**Text segment:**
-=-=-
Hotel spending for Charlotte bowl game makes partial recovery

DukesMayoBowl2021 TheLittlefieldCo 205
South Carolina defeated North Carolina, 38-21, in the Duke's Mayo Bowl on Dec. 30.
Courtesy of Charlotte Sports Foundation
Erik Spanberg
By Erik Spanberg – Managing Editor, Charlotte Business Journal

Statistics from industry tracker STR show that hotel demand, occupancy and rates during Duke's Mayo Bowl week fell by 7% to 28% in comparison to 2019.

Hotel occupancy and room rates during the week of the city’s college football game last month recovered lost ground from 2020 but remain significantly down from pre-pandemic trends, according to data from industry tracker STR.

The Duke’s Mayo Bowl on Dec. 30 at Bank of America Stadium featured a matchup of South Carolina vs. North Carolina — two schools with fan bases within an easy drive of Charlotte. Attendance was 45,520 at the 75,000-capacity stadium.

In 2020, because of a surge in Covid-19 cases, emergency state health regulations limited capacity to 1,500 friends and family at the Charlotte bowl game.

The two days most affected by visits from fans and others associated with the game — Dec. 29 and 30 — created demand for a combined 7,460 rooms, according to STR.

That equates to an occupancy rate of 58.2% in uptown, which has 6,405 hotel rooms. The average room rate paid by guests was $184.73. All those figures are down from 2019, when Kentucky played Virginia Tech in front of 44,138 fans. Note that fans from Kentucky and Virginia Tech mostly came from much farther away, which would necessitate a hotel stay and, in some cases, longer hotel stays than South Carolina-North Carolina.

Overall hotel room demand for the Duke’s Mayo Bowl last month declined 20.2% compared with the 2019 game. Occupancy slipped by 27.9%, affected both by the 2021 participating schools being within easy driving distance as well as greater supply. The number of rooms in uptown grew by 10.7% during the past two years, including the opening of the 381-room JW Marriott Charlotte in August.

Average daily room rates were down by 7.4%, according to STR. All figures were up from 2020, when attendance was limited to 1,500.
-=-=-
**Data block:**
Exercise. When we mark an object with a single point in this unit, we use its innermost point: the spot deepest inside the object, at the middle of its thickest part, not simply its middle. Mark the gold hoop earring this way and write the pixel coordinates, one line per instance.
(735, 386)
-=-=-
**Exercise prompt:** According to the article on hotel spending for the Charlotte bowl game, what was the uptown hotel occupancy rate on Dec. 29 and 30? The data is separate material and has no connection to the article on hotel spending for the Charlotte bowl game.

**Result of the exercise:** 58.2%